WHAT TO DO
Please write the next paragraph of the game-expansion review below, starting after its final sentence.

The eco-focused Green Cities augmentations at least makes you earn a few of its fanciful solutions to clean energy—though in the end it, too, makes sustainability a matter of a few button presses rather than tough choices. But in the early game, at least, you are almost required to power your city by burning carbon and dumping waste into the nearest river. There is space left in the mid-game for you to retire those technologies and figure out where your advanced mass-transit system can operate without completely wrecking your old and outdated road networks. Imperfectly and incompletely, it toys around with the idea that the city needs to evolve and adapt, and there are times when the ideal solutions just aren’t practicable. It too fails to go far enough, but it at least has some kind of destination in mind.

Industries doesn’t ruin Skylines but I also never feel like it meaningfully augments it. Industries might have been better served by some kind of aesthetic extreme than this attempt to make it of a piece with the forgiving good-nature of its parent game. I can imagine a version of Industries that fully embraces the identity of a mustache-twirling corporate fat cat and exults in the efficient exploitation of resources natural and human, and the titanic architecture of of heavy industry. Likewise, I can imagine a version that is aggressively cynical about its subject, and that makes the costs palpable both visually and managerially: pollutants creeping ever-closer to homes and schools. Scars on the landscape, toxic dumping sites overflowing in the margins of your city, where you hope nobody will ever look much less try to live.

MATERIAL PROVIDED
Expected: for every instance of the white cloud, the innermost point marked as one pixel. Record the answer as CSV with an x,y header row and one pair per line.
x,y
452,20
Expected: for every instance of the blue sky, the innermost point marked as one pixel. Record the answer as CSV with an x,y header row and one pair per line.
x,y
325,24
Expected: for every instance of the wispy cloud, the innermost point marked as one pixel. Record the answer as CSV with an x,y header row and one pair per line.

ANSWER SPACE
Perhaps the best version I can imagine is one that recognizes those costs and then demands severe trade-offs and creativity to mitigate and even eliminate them. A version where the bridge you build is between industrial destruction and a vision of prosperity that begins to leave the world a bit better than it was yesterday. This would have been the thematic continuation of the Green Cities expansion, and it might just be the only vision of industry and economic development still worth aspiring to. Certainly much more so than the so-often aimless cycle of meaningless production, waste, and profit depicted in Industries, which succeeds mostly as a work of accidental critique.